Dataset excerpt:
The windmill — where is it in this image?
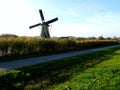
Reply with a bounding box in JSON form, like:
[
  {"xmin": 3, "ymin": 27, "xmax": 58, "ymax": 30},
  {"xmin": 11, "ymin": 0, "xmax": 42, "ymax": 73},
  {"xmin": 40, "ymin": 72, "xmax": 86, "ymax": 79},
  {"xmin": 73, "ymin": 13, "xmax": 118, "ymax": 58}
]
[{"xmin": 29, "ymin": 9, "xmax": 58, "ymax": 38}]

---

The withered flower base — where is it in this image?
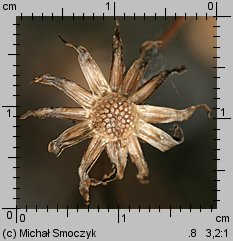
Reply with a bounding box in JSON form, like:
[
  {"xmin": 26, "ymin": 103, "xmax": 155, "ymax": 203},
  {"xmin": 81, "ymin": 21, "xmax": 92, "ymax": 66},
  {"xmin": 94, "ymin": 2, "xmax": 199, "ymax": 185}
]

---

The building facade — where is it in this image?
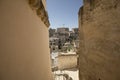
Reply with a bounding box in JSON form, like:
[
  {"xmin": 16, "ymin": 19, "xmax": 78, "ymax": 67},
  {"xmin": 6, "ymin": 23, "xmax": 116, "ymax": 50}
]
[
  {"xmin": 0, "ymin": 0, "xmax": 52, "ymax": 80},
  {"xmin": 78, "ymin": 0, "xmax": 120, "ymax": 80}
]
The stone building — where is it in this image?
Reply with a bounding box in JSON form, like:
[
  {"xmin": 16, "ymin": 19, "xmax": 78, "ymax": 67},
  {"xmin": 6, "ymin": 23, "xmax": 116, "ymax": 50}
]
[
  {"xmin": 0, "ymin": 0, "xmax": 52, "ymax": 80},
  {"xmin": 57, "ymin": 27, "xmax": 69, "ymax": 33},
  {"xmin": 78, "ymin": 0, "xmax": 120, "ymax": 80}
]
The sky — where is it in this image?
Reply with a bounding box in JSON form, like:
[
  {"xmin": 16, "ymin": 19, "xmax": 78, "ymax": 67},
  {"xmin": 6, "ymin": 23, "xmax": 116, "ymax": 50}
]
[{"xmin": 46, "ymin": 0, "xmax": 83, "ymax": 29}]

→ Exercise description: Find every line in the material above that contains the word "where", counting only matches with the same capitalization, and copy each of those lines in full.

→ Response below:
The windmill — where is it in this image?
The withered flower base — where is it in this image?
The building facade — where is it in this image?
The stone building — where is it in this image?
The sky — where is it in this image?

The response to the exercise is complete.